УСЛОВИЕ ЗАДАЧИ A :: Пожалуйста, перескажите в виде списка абзац из отрывка о прозе Козько, который начинается словами «И вся его повесть». Сохраните его основные факты.
УСЛОВИЕ ЗАДАЧИ B :: Назовите все места, которые в отрывке о прозе Козько перечислены как возможное местонахождение дома и души героя.
УСЛОВИЕ ЗАДАЧИ C :: Скопируйте из отрывка о прозе Козько всё, начиная со слов «И вся его повесть, вся» и вниз до слов «прикрыть собою ребенка?».

ПРЕДОСТАВЛЕННЫЙ ОТРЫВОК ::
○ ○ ○ ○ ○
Мир, разорвавшийся и разоренный, стал точкой отсчета для этой души, запредельно, с младенчества ввергнутой в войну: Андрей Разорка не имел ни выбора, ни свободы; он получил свою беду как данность; его не спрашивали, хочет ли он и чего хочет. Его душа, как в узком коридоре: или вперед, или назад... Есть в «Повести о беспризорной любви» пронзительная сцена, которая кажется мне символичной для художественного склада прозы Козько. На одной из станций сбежавший из детприемника пацан оказывается между двумя составами. Две железные стены: один состав — на восток, другой — на запад; и ни в один не войдешь: с одной стороны все замкнуто: часовые с овчарками; с другой — все раскрыто: там немцы, военнопленные, но эти дружелюбные, подобревшие немцы, от своих щедрот сующие «дем руссише кнабе» губную гармошку, — страшней его душе, чем часовые с овчарками. Но о подобревших немцах и о «беззлобных» карателях речь впереди, а пока — прочувствуйте само ощущение от этой сцены, этот узкий, железный, лязгающий коридор, по которому, сжавшись, бежит шкетенок...
И вся его повесть, вся его лучшая проза такова: встречное движение, из которого не вывернешься: в детприемнике мечтает о воле; на воле, на грязных вокзалах, мечтает о детприемнике, и все не решит, где дом и где душа: здесь ли, на случайном полустанке, или там, где кормят, жалеют и учат. А может быть, там, на окруженном карателями болоте, где осталась мать, пытавшаяся прикрыть собою ребенка?
○ ○ ○ ○ ○
ПРЕДОСТАВЛЕННЫЕ СТРОКИ ::
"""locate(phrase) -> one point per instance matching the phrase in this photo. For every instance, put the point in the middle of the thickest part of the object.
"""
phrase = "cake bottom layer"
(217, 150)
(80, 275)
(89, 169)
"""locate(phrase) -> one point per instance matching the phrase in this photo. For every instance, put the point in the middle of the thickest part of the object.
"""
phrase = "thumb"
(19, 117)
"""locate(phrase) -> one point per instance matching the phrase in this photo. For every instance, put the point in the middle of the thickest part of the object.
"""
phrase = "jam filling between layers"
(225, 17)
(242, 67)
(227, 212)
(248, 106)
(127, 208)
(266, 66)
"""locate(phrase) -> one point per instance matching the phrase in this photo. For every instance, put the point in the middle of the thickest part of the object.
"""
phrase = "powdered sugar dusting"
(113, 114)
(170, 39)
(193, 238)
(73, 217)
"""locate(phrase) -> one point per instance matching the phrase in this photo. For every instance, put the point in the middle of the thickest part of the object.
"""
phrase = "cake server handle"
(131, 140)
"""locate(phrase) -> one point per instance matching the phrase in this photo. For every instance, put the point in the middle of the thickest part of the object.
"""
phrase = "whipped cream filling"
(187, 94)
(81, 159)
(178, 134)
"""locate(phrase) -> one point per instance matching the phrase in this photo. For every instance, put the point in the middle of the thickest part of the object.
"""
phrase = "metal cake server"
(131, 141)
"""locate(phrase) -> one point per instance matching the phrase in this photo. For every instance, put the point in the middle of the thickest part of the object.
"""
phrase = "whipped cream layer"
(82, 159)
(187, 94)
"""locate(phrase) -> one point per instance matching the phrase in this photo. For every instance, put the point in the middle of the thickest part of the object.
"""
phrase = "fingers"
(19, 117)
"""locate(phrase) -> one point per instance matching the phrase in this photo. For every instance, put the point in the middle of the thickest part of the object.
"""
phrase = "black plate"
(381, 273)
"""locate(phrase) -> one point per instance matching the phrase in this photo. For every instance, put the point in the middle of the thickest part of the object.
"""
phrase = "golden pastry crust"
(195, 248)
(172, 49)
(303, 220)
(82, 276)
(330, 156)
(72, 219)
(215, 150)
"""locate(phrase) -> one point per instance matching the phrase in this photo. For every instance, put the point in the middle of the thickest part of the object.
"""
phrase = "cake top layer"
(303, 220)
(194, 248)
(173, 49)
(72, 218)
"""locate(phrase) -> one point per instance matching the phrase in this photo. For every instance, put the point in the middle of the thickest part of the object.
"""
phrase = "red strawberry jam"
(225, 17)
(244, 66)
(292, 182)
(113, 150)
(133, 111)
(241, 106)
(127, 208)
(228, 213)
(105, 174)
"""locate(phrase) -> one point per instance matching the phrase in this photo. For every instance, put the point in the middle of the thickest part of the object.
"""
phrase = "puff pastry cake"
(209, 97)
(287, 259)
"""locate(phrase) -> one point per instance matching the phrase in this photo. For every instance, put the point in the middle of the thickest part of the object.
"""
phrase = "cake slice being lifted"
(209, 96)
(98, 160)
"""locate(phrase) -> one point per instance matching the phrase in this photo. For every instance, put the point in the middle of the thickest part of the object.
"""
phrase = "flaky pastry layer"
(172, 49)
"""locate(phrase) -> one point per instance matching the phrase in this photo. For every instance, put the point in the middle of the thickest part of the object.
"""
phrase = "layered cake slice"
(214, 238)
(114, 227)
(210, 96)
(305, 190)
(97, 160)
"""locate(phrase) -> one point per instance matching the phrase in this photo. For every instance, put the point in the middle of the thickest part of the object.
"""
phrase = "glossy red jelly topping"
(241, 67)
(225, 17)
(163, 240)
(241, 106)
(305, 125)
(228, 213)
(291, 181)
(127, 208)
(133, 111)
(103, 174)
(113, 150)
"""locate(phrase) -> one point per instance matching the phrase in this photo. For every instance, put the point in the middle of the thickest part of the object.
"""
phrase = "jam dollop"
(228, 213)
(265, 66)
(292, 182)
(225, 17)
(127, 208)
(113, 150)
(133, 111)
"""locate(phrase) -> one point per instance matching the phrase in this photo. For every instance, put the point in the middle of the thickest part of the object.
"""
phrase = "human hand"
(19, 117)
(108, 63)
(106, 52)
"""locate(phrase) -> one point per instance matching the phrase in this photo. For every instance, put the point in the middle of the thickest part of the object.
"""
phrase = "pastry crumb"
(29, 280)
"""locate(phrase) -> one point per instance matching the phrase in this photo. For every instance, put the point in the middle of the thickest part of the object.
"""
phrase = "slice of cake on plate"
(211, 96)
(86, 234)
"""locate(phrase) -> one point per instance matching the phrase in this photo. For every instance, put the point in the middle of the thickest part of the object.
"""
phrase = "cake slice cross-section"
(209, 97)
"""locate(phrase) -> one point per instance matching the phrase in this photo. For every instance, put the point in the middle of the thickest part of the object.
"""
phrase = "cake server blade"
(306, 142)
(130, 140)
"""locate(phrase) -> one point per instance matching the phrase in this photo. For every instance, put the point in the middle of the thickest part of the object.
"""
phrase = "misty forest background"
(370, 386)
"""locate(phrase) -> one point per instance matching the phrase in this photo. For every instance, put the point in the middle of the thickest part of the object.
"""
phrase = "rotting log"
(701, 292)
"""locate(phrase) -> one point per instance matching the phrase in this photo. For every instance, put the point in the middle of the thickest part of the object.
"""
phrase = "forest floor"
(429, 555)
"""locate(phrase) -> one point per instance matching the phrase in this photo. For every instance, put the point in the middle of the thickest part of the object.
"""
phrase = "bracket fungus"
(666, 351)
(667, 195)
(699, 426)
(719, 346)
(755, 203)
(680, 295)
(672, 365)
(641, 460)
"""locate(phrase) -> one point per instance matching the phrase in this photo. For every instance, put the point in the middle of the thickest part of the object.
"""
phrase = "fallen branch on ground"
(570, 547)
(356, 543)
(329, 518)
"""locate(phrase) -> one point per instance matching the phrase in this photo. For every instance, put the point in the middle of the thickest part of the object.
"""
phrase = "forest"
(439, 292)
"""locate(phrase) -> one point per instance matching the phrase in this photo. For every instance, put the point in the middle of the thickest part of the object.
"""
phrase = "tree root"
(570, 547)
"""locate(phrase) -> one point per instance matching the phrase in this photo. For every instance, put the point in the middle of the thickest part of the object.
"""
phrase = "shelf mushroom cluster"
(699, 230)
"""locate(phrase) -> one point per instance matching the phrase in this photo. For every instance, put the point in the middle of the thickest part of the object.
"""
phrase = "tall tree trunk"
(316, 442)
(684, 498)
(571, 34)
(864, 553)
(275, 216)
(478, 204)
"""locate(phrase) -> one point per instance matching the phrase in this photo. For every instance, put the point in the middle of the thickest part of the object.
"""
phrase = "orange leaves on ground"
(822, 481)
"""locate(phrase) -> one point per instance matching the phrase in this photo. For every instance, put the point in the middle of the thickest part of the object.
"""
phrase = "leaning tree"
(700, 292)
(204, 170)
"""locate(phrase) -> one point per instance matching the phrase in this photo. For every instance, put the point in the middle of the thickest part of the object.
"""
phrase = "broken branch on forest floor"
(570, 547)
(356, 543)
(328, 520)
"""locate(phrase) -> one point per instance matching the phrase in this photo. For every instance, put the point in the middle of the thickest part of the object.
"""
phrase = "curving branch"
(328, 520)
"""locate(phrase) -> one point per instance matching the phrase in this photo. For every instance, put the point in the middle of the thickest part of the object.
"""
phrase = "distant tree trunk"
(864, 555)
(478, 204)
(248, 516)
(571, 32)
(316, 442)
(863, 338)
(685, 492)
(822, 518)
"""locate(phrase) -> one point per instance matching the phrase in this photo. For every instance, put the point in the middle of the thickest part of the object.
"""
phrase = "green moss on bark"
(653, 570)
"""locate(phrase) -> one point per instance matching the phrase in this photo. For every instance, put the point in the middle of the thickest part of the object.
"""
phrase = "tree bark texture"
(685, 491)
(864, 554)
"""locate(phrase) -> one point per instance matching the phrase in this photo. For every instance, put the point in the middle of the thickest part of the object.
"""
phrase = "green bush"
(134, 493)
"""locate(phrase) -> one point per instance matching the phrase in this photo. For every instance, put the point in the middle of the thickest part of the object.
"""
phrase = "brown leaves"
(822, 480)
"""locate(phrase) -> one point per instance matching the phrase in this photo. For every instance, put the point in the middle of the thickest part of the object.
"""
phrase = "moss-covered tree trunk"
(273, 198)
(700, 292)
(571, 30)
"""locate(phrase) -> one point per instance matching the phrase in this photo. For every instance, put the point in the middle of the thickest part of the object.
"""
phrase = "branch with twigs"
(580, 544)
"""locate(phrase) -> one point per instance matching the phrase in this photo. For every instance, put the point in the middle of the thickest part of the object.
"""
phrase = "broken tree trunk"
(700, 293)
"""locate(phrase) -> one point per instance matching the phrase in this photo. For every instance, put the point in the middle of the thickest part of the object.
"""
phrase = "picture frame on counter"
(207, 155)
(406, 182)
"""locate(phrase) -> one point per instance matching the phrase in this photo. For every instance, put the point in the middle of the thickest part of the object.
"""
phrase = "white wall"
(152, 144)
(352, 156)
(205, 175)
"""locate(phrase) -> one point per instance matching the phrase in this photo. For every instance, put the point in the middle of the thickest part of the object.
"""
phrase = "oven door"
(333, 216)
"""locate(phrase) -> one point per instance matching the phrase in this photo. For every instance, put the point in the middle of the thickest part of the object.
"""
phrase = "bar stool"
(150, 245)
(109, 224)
○ ○ ○ ○ ○
ИТОГОВЫЙ ОТВЕТ A ::
- Вся повесть и лучшая проза Козько построены на встречном движении, из которого не вывернешься.
- В детприемнике герой мечтает о воле, а на воле, на грязных вокзалах, мечтает о детприемнике.
- Он так и не может решить, где дом и где душа: на случайном полустанке или там, где кормят, жалеют и учат.
- Возможно, они там, на окруженном карателями болоте, где осталась мать, пытавшаяся прикрыть собою ребенка.

ИТОГОВЫЙ ОТВЕТ B ::
- На случайном полустанке.
- Там, где кормят, жалеют и учат.
- Там, на окруженном карателями болоте, где осталась мать, пытавшаяся прикрыть собою ребенка.

ИТОГОВЫЙ ОТВЕТ C ::
И вся его повесть, вся его лучшая проза такова: встречное движение, из которого не вывернешься: в детприемнике мечтает о воле; на воле, на грязных вокзалах, мечтает о детприемнике, и все не решит, где дом и где душа: здесь ли, на случайном полустанке, или там, где кормят, жалеют и учат. А может быть, там, на окруженном карателями болоте, где осталась мать, пытавшаяся прикрыть собою ребенка?